◆ SHORT TASK ◆
Rewrite the listing below as a numbered list of its lines, skipping blank lines and leaving the pictures out.

.....

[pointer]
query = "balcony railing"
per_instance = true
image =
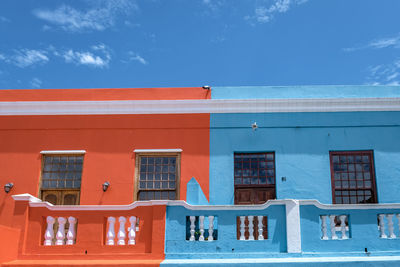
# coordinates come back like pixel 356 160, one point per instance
pixel 152 228
pixel 91 231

.....

◆ THE SOLUTION ◆
1. [pointer]
2. query = "balcony railing"
3. per_instance = true
4. image =
5. # coordinates come back like pixel 356 160, one point per instance
6. pixel 152 228
7. pixel 91 231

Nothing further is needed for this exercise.